Excerpts from point annotation data:
>> BEGIN

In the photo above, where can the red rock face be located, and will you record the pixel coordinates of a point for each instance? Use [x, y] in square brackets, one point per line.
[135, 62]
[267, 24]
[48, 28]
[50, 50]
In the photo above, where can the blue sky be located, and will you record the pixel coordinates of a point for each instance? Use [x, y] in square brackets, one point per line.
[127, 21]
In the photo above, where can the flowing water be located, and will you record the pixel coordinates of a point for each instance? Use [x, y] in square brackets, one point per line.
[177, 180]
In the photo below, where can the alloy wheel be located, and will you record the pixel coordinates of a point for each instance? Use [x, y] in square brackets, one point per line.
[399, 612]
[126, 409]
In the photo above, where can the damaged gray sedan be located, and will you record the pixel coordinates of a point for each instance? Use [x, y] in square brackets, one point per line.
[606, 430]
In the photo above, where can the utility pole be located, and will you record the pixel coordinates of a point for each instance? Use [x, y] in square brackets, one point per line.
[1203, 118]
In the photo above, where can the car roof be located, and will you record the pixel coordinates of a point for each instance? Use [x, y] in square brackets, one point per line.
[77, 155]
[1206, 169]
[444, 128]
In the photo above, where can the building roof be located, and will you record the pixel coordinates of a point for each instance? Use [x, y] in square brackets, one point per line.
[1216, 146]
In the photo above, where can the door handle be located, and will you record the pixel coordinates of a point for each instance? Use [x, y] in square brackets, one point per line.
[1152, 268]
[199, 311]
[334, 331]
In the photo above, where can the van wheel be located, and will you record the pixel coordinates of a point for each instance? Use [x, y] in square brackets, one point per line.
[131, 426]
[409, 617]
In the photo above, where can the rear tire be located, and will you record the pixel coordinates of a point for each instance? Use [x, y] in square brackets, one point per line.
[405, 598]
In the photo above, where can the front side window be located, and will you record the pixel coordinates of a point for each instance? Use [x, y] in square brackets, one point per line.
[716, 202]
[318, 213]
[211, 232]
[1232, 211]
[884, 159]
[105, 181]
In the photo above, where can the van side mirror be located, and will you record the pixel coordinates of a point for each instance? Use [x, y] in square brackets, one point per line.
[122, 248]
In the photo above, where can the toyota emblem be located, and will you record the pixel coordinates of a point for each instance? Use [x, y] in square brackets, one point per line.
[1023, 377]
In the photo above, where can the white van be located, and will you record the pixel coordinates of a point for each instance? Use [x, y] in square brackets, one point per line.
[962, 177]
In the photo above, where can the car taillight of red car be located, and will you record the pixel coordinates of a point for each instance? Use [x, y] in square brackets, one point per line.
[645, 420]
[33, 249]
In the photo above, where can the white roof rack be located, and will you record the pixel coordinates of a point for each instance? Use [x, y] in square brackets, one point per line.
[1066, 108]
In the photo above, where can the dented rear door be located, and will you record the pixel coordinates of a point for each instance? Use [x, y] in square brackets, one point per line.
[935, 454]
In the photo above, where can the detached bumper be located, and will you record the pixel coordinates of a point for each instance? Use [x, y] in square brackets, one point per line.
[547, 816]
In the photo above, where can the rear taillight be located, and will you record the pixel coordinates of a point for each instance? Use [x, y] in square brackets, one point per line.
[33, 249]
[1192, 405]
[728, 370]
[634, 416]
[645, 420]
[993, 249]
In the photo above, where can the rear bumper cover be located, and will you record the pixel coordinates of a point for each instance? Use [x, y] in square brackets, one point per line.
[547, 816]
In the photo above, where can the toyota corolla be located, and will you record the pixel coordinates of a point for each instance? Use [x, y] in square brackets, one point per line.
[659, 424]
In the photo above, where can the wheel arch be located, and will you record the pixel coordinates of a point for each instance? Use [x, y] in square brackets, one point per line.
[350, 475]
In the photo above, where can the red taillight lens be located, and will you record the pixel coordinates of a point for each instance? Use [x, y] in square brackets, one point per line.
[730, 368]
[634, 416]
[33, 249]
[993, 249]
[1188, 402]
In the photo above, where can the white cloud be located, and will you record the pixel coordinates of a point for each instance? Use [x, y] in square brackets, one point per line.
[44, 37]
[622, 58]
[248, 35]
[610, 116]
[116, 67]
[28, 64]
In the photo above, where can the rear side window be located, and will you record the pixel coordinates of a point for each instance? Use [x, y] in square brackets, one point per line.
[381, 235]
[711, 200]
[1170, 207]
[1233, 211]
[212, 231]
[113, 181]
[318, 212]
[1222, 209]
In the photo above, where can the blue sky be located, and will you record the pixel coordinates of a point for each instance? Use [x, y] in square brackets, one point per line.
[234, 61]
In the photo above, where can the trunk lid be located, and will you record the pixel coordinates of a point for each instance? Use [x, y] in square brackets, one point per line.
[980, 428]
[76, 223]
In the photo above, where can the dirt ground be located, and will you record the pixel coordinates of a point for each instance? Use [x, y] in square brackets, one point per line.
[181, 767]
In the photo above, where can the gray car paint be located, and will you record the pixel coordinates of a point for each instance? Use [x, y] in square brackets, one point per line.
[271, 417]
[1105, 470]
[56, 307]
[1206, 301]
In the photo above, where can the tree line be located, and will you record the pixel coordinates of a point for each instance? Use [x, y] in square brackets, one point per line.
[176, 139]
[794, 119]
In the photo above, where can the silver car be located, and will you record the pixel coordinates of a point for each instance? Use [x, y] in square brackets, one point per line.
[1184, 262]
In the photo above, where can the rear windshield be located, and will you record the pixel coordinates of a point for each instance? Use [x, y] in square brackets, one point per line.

>> END

*YOUR OBJECTIVE*: Please express the entries above as a JSON list of strings, with one string for each line and no blank lines.

*ANSWER TO THE TASK*:
[
  "In the photo above, where can the red rock face be located, and will you record the pixel coordinates of a point for each instance? Use [x, y] in square brackets, one point per line.",
  "[135, 62]",
  "[267, 24]",
  "[48, 28]",
  "[50, 50]",
  "In the photo above, where can the blue sky be located, and will you record the pixel coordinates of a point for each instance? Use [x, y] in square brackets, one point per line.",
  "[127, 21]",
  "In the photo above, where can the flowing water be located, and will you record the pixel coordinates of a point for each instance? Use [x, y] in square brackets, one point per line.",
  "[177, 180]",
  "In the photo below, where can the alloy wheel be located, and will you record the pixel coordinates of a point for each instance? Use [x, y] in square brackets, one point per line.",
  "[399, 612]",
  "[126, 409]",
  "In the photo above, where can the damaged gray sedan be located, and will you record the pixel coordinates of a point for each instance? Use [x, y] in square brackets, one point per line.",
  "[606, 430]",
  "In the photo above, where can the utility pole be located, and will you record the pixel coordinates of a point for each instance? Use [x, y] in square brackets, one point per line.",
  "[1203, 118]",
  "In the photo above, where can the car roof be located, and will you record the pixel coordinates of a point for each instance? Use [x, y] in square brackets, one point per line.",
  "[77, 155]",
  "[1206, 169]",
  "[444, 128]",
  "In the photo above, where can the building roof be located, and will you record the pixel coordinates of a point for each instance? Use [x, y] in square brackets, one point per line.",
  "[1216, 146]",
  "In the photo above, where can the door handle be located, and will you record the pixel coordinates of a point for each instance? Use [x, y] in square brackets, one point per line.",
  "[1152, 268]",
  "[199, 311]",
  "[334, 331]",
  "In the photo above, where can the van wheel be located, and will you record the pixel coordinates of a point for each instance? Use [x, y] in square brackets, one point per line.",
  "[131, 426]",
  "[409, 617]",
  "In the photo above, where can the rear tire be located, and will you record the pixel coordinates of a point for each instance? Use [x, y] in square brackets, one point per line.",
  "[405, 598]",
  "In the photo above, where can the front side window be located, and will you record the pixel coordinates of a point for each instance? Use [x, y] in square brackets, one point per line.",
  "[716, 202]",
  "[318, 213]",
  "[211, 232]",
  "[1232, 211]",
  "[884, 159]",
  "[105, 181]",
  "In the photo above, where can the van side mirror be located, and will you record the pixel coordinates of a point for each instance? Use [x, y] in square brackets, one point per line.",
  "[122, 248]",
  "In the photo above, where can the toyota emblem be located, and will you record the pixel coordinates of a point for each instance? Use [x, y] in square brackets, one point per line.",
  "[1023, 377]",
  "In the photo above, where can the white van be located, and will you record the pixel coordinates of a point for each instance? Use [x, y] in square brackets, one point per line.",
  "[962, 177]",
  "In the photo above, where can the car taillight of red car be located, and will you record the pixel coordinates of a point for each instance? Use [x, y] in square brackets, one point per line.",
  "[645, 420]",
  "[33, 249]",
  "In the photo above, where can the white roof rack be located, and will you record the pixel coordinates of a point for each instance? Use [x, y] in square brackets, one point per line.",
  "[1066, 108]",
  "In the photo above, where can the dented rear door be located, and will you record the pixel coordinates of a point for each instance? Use [x, y] in square brackets, one point per line.",
  "[935, 454]",
  "In the photo above, where can the detached bumper be located, and will you record the pixel coordinates of a point for each instance? Use [x, y] in square brackets, one point per line.",
  "[547, 816]",
  "In the photo above, where can the rear taillight be located, and will you record the pixel coordinates of a point for each instance? Use [x, y] in square brackets, one point per line.",
  "[33, 249]",
  "[1192, 405]",
  "[728, 370]",
  "[634, 416]",
  "[645, 420]",
  "[993, 249]",
  "In the photo above, where can the rear bumper cover be located, and will you record the pixel coordinates of a point for each instance? Use [x, y] in square brackets, one point per line.",
  "[547, 816]",
  "In the photo above, where can the toyota corolla be located, and will you record the pixel coordinates of a point for each instance? Use [x, y] in square brackets, one point per line.",
  "[659, 424]",
  "In the photo above, where can the wheel arch be located, and will you record the pixel coordinates of a point for each instance? Use [x, y] in square brackets, one point per line.",
  "[350, 475]",
  "In the photo above, where can the red taillight lens be located, and will you record the pixel coordinates of a point for each instance? Use [x, y] in square brackets, one point per line.",
  "[730, 368]",
  "[634, 416]",
  "[33, 249]",
  "[993, 249]",
  "[1188, 402]",
  "In the photo above, where can the white cloud be located, and will you record the pixel coordinates of a point for each instance? Use [x, y] in square brackets, one point per line.",
  "[44, 37]",
  "[622, 58]",
  "[248, 35]",
  "[610, 116]",
  "[116, 67]",
  "[28, 64]",
  "In the photo above, where can the rear side window be located, and will you record the pixel coordinates of a point for each instance? Use [x, y] in square brackets, one point per line.",
  "[381, 235]",
  "[711, 200]",
  "[1170, 207]",
  "[1233, 211]",
  "[212, 231]",
  "[113, 181]",
  "[318, 212]",
  "[1222, 209]",
  "In the photo above, where can the blue sky be located, and will you record the pixel coordinates of a point for each instance? Use [x, y] in square brackets, one point per line.",
  "[234, 61]",
  "In the photo above, where can the trunk lid be located, and will you record the pixel coordinates of a point for each instance? Use [x, y] in square brackets, one point per line.",
  "[980, 428]",
  "[76, 223]",
  "In the photo above, where can the dirt ground be located, and will you record the pixel coordinates of a point for each instance? Use [x, y] in square brackets, one point per line.",
  "[181, 767]",
  "In the photo above, where can the gray car paint be located, and will you record the pixel coordinates of a point for each instance? Use [x, y] in square brackets, one point per line.",
  "[271, 417]",
  "[1105, 470]",
  "[56, 307]",
  "[1206, 301]",
  "In the photo above, where can the tree line be located, and will you record the pixel coordinates of a point for each instance? Use [x, y] in square brackets, one point per line.",
  "[176, 139]",
  "[794, 119]",
  "In the photo above, where can the silver car be located, and will you record the pixel coordinates of a point for each instance? Use [x, y] in square brackets, one point per line.",
  "[1184, 262]",
  "In the photo above, where can the rear windshield be located, and will you record the pixel coordinates of a point for each instance? Use [x, y] in square brackets, one point per line."
]